▶ Aim a: Give the deportation decision again starting at "Warrant: Act of" and ending at "May 29, 1952)", swapping "Warrant" for "Order".
[START OF Quoted passage]
In DEPORTATION Proceedings

A-7999041 and A-7999042

Decided by Hearing Officer May 29, 1952

Approved by Board July 10, 1952

Eligible displaced person-Section 6, act of June 25, 1948, as amended-good faith statement.

(1) A displaced person who executed good faith affidavit as to proposed employment in the United States, pursuant to section 6 of the Displaced Persons Act of 1948, as amended and who, upon arrival in this country, did not accept the employment which had been offered to him and settled in another city than that specified, is not deportable on the ground of willful misrepresentation or as one who has procured a visa by fraud and misrepresentation, when it is shown that he acted because of factors not reasonably anticipated and with the approval of the sponsoring agency, and when evidence is otherwise lacking to show that he was not acting in good faith at the time he executed the affidavit abroad.

CHARGES:

Warrant: Act of 1917, as amended, and Act of June 25, 1948-Made willful misrepresentations to gain admission to the United States as eligible displaced persons.

Act of 1924-Visa-procured by fraud or misrepresentation. (Both.)

ORAL DECISION OF THE HEARING OFFICER

(Entered on May 29, 1952)

Discussion as to Deportability: This record relates to two respondents, husband and wife, hereafter referred to as the male respondent and the female respondent. The male respondent is a 30year-old native and last a citizen of Poland who presently claims to be stateless.

The female respondent is a 26-year-old native and last a citizen of Poland who presently claims to be stateless. The only entry of these respondents occurred at the port of New York April 20, 1951, aboard the U. S. N. S. Gen. S. D. Sturgis at which time they were admitted as immigrants for permanent residence under section 2 (c) of the act of June 25, 1948. Their entry has been verified. The record

shows that as a condition precedent to the issuance to the male respondent of his immigration visa, he accepted and agreed in good faith to abide by terms of employment offered by the United Service for New Americans in Milwaukee, Wis. The pro-offered employment was that of a laborer in Milwaukee, Wis. The female respondent did not agree to any specific employment or execute an affidavit prior to the issuance to her of her immigration visa since she was accompanying the male respondent who was the principal applicant. The record shows that upon arrival in the United States on April 20, 1951, neither respondent proceeded to Milwaukee, Wis., in accordance with the terms of the employment pro-offered by the United Service for New Americans and which the male respondent had agreed to abide by in good faith.
[END OF Quoted passage]
[START OF Records to use]
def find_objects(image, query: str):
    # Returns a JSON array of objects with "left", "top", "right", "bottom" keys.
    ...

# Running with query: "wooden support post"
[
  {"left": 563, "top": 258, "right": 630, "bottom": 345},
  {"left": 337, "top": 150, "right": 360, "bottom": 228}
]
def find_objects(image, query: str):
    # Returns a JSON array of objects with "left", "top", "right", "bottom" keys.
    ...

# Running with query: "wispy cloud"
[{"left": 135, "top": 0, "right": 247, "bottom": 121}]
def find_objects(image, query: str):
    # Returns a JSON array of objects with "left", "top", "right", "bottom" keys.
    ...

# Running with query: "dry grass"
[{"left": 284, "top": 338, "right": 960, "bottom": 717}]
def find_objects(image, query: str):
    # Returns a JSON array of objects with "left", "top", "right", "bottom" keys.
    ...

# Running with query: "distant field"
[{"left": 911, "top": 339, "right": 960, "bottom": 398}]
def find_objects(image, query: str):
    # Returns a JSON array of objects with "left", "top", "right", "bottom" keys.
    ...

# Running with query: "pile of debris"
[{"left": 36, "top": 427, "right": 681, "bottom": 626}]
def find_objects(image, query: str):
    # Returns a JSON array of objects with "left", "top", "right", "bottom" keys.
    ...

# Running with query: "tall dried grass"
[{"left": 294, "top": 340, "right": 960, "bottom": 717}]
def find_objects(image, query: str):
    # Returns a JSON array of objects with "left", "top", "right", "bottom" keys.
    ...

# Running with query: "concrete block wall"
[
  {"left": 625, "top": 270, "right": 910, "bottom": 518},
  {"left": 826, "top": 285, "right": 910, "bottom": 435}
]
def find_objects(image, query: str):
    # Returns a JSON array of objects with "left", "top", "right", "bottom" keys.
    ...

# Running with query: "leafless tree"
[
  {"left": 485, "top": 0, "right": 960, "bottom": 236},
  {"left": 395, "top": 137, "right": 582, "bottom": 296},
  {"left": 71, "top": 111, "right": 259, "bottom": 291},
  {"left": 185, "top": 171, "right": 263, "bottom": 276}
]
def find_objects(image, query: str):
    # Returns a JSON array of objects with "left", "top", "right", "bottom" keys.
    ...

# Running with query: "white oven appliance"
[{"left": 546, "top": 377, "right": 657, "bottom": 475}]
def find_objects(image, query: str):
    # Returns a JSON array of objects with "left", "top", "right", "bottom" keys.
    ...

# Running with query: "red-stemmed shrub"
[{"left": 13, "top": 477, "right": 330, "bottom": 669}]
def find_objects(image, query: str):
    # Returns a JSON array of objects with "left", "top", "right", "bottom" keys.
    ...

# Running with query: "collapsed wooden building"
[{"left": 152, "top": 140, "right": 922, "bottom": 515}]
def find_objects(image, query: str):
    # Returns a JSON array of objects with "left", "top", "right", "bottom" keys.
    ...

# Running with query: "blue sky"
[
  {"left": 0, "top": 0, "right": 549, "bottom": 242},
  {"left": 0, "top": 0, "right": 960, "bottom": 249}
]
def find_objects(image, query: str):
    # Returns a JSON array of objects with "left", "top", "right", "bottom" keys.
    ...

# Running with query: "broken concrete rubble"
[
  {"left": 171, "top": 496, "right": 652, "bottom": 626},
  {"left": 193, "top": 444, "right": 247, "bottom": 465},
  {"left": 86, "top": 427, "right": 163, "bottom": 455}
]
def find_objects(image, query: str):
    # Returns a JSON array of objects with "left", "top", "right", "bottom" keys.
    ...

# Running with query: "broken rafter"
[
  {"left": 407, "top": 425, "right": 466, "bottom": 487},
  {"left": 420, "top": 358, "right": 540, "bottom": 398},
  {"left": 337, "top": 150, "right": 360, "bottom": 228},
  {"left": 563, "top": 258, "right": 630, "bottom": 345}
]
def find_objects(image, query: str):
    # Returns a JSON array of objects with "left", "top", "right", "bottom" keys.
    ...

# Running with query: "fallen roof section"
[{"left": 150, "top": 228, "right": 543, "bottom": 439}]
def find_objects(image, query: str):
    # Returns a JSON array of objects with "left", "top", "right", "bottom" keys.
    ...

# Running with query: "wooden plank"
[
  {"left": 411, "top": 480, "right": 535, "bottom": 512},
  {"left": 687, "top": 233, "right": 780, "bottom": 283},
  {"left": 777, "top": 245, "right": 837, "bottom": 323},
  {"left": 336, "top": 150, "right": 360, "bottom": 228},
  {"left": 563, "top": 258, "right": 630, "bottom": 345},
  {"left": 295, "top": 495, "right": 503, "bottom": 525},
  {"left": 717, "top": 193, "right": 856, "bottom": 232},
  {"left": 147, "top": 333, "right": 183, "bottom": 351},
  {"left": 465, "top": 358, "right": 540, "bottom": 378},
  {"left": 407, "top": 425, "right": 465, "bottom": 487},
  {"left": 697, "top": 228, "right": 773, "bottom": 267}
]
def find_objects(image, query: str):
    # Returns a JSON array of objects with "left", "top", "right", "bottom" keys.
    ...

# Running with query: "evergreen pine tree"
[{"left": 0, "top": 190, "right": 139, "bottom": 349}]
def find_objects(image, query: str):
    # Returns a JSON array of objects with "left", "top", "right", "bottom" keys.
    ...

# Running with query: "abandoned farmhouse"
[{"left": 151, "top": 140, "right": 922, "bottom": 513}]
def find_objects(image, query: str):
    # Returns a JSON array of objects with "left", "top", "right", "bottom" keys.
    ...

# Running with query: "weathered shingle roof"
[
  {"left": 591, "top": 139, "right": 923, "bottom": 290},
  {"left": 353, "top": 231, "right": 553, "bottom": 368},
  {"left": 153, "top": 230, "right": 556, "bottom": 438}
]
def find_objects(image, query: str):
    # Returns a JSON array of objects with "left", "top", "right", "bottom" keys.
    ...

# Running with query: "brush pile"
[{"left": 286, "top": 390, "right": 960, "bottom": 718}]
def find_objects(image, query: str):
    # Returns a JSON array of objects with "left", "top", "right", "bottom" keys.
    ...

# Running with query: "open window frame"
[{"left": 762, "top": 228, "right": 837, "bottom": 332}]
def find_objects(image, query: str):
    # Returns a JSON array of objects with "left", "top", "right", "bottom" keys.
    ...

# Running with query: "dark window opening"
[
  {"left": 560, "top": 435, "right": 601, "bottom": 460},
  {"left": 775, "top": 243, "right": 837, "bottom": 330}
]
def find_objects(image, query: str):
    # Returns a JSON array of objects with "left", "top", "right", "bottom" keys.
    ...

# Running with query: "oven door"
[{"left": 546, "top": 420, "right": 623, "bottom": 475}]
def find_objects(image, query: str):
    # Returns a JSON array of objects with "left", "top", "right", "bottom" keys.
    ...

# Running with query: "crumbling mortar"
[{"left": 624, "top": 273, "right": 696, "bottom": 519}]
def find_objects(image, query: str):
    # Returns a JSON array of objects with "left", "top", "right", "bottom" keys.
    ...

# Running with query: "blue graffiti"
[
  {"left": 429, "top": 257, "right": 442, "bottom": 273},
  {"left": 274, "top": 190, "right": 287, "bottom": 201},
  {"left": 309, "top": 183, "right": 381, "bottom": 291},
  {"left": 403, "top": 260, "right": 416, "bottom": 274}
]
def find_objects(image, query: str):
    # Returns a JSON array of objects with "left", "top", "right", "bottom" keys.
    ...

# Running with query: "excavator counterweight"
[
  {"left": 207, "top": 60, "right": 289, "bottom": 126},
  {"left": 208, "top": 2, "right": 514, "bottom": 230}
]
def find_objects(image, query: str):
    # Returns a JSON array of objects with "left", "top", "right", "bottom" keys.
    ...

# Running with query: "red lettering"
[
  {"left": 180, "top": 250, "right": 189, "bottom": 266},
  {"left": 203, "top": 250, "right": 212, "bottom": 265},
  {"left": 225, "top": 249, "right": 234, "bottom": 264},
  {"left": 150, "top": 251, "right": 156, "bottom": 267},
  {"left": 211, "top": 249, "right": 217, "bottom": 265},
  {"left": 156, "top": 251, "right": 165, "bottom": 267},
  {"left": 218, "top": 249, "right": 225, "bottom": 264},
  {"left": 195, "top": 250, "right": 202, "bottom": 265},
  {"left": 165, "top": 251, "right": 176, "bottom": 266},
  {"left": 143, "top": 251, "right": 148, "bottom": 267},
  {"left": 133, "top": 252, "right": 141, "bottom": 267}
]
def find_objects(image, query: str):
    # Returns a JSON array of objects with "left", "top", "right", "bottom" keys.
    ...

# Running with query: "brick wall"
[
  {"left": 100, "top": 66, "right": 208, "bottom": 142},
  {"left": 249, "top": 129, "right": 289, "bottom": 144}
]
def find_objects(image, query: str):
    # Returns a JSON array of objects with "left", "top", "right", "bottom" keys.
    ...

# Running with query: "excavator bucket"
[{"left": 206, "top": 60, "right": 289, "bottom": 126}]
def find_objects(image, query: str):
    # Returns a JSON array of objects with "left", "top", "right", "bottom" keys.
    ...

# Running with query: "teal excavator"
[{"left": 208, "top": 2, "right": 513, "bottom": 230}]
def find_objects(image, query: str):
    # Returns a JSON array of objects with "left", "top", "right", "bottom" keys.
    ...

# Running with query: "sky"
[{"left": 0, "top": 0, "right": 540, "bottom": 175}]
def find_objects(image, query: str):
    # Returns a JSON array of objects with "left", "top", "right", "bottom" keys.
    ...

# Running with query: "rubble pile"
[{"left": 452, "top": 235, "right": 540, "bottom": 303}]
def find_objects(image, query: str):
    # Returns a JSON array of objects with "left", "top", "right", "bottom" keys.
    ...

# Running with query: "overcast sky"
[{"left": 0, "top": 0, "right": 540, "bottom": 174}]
[END OF Records to use]
▶ Aim b: How many lines of the records contain the string "pile", matching case exactly? Reply with the number alone.

▶ Result a:
Order: Act of 1917, as amended, and Act of June 25, 1948-Made willful misrepresentations to gain admission to the United States as eligible displaced persons.

Act of 1924-Visa-procured by fraud or misrepresentation. (Both.)

ORAL DECISION OF THE HEARING OFFICER

(Entered on May 29, 1952)

▶ Result b: 3